**TO-DO LIST**
1/ List the three feature branches that the post on git rebasing and static library support names as part of the new repository.
2/ Continue the post on git rebasing and static library support from the point where it stops.

At the end of the day, I had to explore the weird world of rebasing as I did not really bother to learn it before. It’s because every time I’ve encounter with it, there was always a note that it could mess up things pretty badly,  and some even says that it is like lying.

Rebasing in git is like to take a range of commits and “replay” them on the top of a branch or a specific revision. This is the perfect tool for the job I am about to perform. The work flow is like this: take the deviation point in my master branch, pick those commits that are relevant to the functionality, and apply them on the deviation point it self. Sounds almost too simple.

However, there are problems that I need to be aware. One is the problem with rewriting the history: I can’t re-base a tacking branch and expect that I can push it easily to its remote. Once I push a branch somewhere re-basing it is not an option anymore. So if that happens, and I screw up (like this happened with the first attempt to do this with the feature-static-library branch where I included commits that renders the branch virtually impossible to merge to bruno’s master), there’s no way back. The only thing I can do, if nobody hangs on my repository, that I wipe out the whole stuff and push the necessary branches from scratch. At the end of this exercise, this is likely to happen though. The only person I share my repository is bruno, and he doesn’t depend on any of my current branches.

That pesky file name capitalization is really annoying. If I want to switch to a branch that has the previous file name, I have to delete the file to get rid of the problem. Not only that, I ran in to this while I performed the rebase call, which is even more annoying as I have to fix to the right name with an additional commit.

Finally I mastered the rebasing so now there’s a new repository I’m working with. There are three feature branches so far: feature-static-libraries, feature-labelprovider-improvement, feature-antlr-parser. These branches were grown from the latest master from Bruno, so there should be no problem to merge them in to the main line.

Static library support

After some messing around the EGit finally I came to understand how to push my changes to the google code clone. It came as a surprise because I was sure that I understand the git architecture. The problem was that I had proper ref specs to the google code clone’s repository.

Today’s exercise was to add some support of static libraries. I found that the DeeBuildOptions class had some traces for supporting different build types but it was set to EXECUTABLE without the option to change it. In the case of static library, the DMD compiler offer an option “-lib” to build static libraries. In addition I found that the there were already a combo box to set the build type in the DeeProjectOptionsBlock which is responsible for handle the compiler options in the UI.

So this part of the job was pretty easy: Uncomment the relevant part in the DeeProjectOptionsBlock.createControl method that shows the combo box for the build type setting. To handle the default cases better than we do currently, I hid all the properties of the DeeBuildOptions class and added some handling of the default values. If there’s no set output directory yet, it will depend on the build type, for instance: if the build type is executable or dynamic library, the output directory is ‘bin’, if the build type is static library, the output directory will be the ‘lib’ directory. However, I noticed a tiny little problem here. The D programming language is a native language which means that the compiled modules are subject of linking. That is, the real output of the build process is the executable/library/dynamic library and the object files themselves are kind of a by-product of this process. Most of the build system I saw there were a separation between the intermediate files (object files) and the final output. As a next step I would like to add an intermediate directory for the object files to handle (of course, if the user wishes so, he can keep the output files mixed with the object files).

**Records in a dataset**
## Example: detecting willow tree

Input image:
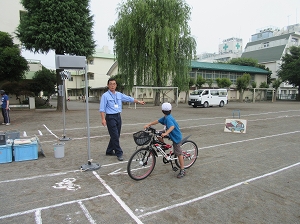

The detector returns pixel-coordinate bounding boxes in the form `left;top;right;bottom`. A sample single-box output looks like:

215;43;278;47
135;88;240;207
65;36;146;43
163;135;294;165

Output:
16;0;95;111
109;0;196;105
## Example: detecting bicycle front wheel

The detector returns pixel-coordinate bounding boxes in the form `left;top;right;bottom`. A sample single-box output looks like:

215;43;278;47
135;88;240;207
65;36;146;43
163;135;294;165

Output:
175;140;198;169
127;147;156;180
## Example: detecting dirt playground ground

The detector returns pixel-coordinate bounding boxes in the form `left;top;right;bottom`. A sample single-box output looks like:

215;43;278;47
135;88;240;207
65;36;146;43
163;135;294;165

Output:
0;101;300;224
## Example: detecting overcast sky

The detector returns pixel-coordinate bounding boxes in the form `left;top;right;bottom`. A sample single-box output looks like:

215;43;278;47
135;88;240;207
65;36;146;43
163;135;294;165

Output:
23;0;300;69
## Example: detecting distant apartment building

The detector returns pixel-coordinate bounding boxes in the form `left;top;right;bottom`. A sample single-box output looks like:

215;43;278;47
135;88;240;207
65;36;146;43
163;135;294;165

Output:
65;46;117;101
197;37;243;62
241;24;300;98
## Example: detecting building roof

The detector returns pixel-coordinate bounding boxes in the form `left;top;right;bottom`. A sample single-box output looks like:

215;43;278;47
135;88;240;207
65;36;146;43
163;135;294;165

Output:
245;33;293;46
191;61;270;74
92;46;115;59
241;45;286;63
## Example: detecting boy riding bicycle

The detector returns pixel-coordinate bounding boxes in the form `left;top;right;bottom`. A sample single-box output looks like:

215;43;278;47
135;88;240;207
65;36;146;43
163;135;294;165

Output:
144;103;185;178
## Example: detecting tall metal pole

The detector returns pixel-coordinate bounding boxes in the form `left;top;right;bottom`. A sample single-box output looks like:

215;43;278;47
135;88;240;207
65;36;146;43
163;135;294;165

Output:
81;64;100;171
59;71;71;141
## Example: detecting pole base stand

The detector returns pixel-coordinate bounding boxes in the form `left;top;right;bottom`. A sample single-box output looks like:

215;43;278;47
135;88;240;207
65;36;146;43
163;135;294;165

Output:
59;136;71;141
81;161;101;171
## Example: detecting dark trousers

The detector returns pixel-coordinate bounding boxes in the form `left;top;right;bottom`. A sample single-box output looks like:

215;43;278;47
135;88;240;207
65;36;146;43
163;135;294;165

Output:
105;114;123;157
2;108;10;124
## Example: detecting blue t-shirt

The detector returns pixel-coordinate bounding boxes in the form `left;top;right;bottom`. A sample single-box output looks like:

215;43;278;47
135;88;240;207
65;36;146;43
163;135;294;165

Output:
1;94;9;108
99;90;134;114
158;114;182;144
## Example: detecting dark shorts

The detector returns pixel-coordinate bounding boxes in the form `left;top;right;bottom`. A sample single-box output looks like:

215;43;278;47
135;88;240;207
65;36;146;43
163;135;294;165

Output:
173;142;182;156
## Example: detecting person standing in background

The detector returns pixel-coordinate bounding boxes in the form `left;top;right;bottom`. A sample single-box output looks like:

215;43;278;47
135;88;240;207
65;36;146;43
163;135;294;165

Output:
0;90;10;125
99;78;145;161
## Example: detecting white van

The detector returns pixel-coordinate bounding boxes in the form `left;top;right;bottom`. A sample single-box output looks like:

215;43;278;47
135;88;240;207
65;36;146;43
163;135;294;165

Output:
188;89;228;107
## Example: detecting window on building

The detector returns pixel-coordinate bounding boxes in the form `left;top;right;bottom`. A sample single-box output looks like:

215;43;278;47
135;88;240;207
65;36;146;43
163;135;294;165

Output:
87;73;94;80
229;74;236;84
291;37;298;43
263;42;270;47
20;10;27;20
190;72;196;79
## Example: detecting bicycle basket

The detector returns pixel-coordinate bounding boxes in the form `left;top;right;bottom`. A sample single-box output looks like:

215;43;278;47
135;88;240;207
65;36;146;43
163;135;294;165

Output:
133;131;152;146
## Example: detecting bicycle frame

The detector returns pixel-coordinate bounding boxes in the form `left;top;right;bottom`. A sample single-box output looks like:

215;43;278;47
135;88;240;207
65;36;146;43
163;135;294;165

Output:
127;127;198;180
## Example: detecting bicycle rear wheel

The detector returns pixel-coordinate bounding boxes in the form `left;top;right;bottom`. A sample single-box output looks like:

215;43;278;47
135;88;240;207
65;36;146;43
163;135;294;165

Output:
175;140;198;169
127;147;156;180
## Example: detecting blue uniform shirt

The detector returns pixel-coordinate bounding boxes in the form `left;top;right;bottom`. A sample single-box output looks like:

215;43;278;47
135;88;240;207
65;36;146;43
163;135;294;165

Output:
99;90;134;114
1;94;9;108
158;114;182;144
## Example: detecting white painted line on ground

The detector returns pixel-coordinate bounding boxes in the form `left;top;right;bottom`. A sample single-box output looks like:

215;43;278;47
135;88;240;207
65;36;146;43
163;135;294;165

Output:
199;131;300;149
0;170;81;184
0;193;110;220
93;171;143;224
78;201;96;224
35;209;43;224
0;131;300;184
46;110;300;131
138;162;300;218
41;115;300;143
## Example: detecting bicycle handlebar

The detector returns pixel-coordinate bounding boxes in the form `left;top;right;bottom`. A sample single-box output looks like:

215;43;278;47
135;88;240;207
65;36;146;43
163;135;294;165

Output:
145;126;170;139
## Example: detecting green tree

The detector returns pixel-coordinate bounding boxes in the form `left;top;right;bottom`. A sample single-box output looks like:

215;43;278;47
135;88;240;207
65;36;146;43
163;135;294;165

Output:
216;78;232;88
109;0;196;105
272;79;282;101
236;73;251;102
31;67;56;99
0;31;29;81
259;82;269;88
278;46;300;100
205;79;214;88
16;0;95;111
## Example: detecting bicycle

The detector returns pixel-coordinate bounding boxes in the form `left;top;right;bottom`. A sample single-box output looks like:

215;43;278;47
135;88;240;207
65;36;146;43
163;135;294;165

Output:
127;127;198;180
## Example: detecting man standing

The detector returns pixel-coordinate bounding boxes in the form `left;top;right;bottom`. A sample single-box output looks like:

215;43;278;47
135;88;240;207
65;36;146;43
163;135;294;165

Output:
0;90;10;125
99;78;145;161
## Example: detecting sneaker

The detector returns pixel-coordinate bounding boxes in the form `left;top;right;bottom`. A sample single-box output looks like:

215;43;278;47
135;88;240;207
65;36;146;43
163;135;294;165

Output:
177;170;185;178
118;156;124;161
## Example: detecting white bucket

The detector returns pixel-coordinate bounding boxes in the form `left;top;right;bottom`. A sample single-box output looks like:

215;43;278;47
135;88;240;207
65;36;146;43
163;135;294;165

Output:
53;143;65;159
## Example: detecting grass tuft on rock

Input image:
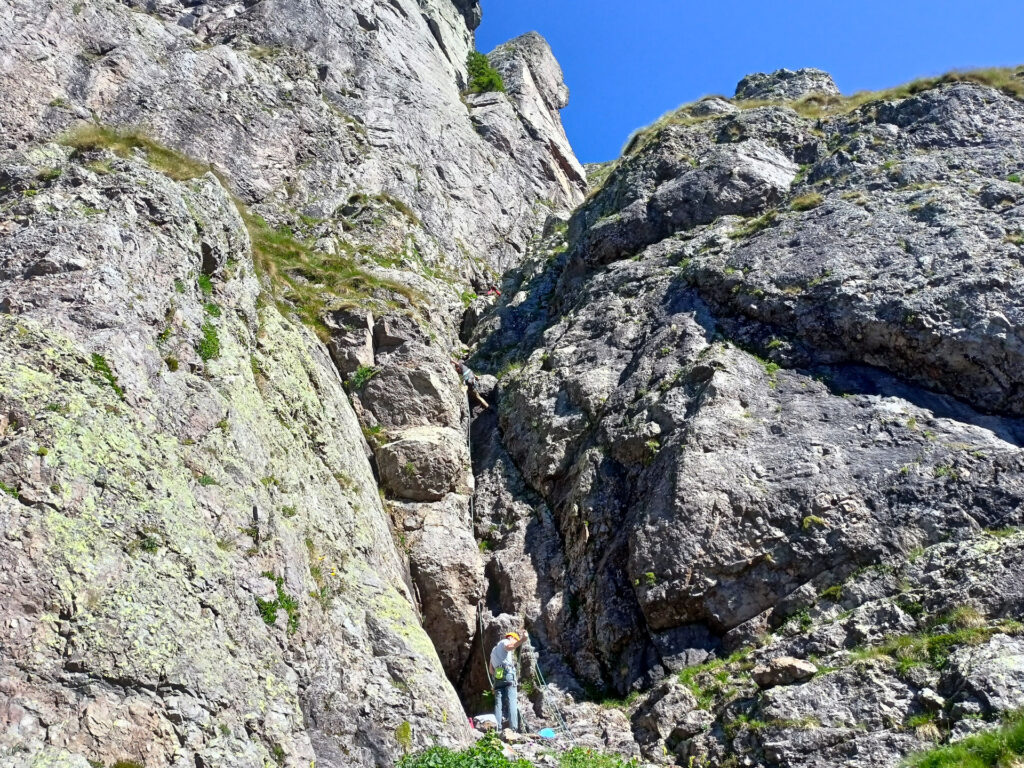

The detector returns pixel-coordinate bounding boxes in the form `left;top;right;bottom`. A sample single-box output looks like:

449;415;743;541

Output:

**RESPONSE LIST**
1/ feature-static-libraries, feature-labelprovider-improvement, feature-antlr-parser

2/
On the UI with small little hack I only update those DeeBuildOption fields that were actually edited so that my changes on the default values could come to effect. But I need to updated the artifact name’s field which I just realized I didn’t. Next commit. If you switch to LIB_STATIC build type, the output folder and the output extension will change to lib.

Also, before I committed these changes I merged Bruno’s recent changes (mostly GDC related stuff).

The corresponding change set in the source code: r080d4e50bc25

Quick Reminder How to Develop DDT

As I ran in to problems as I tried to set up my Eclipse environment in order to develop the DDT plugin, I decided to make a quick reminder how the installation should look like. My development environment is Eclipse Indigo (3.7.x) on Windows.

  1. Make sure that the Eclipse is up-to-date completely. (Help/Check for software updates)
  2. First I need to install the PDE, the plug-in development plug-in for Eclipse. This is easy, however there are always problems with the naming. So, open up Help/Install New Software dialog from the menu, and select the repository Indigo – http://download.eclipse.org/releases/indigo. Untick the Group items by category and search for the phrase: “Eclipse Plug-in Development Environment”. Install it.
  3. DLTK 3.0: This is the default version line for Eclipse Indigo, so we should find it also in the eclipse repository. Help/Install New Software dialog, http://download.eclipse.org/releases/indigo. Untick the Group items by category and search for the phrase: ” Dynamic Languages Toolkit – Core Frameworks”. Install it.
  4. Since the original Descent project exists on an SVN repository, I need to install the Subversive SVN Client for Eclipse. In the same dialog as before, I check for the phrase:   “Subversive SVN Team Provider (Incubation)” and go.

As I expected EGit became part of the Eclipse Indigo project thus no additional installation will be required. Yet.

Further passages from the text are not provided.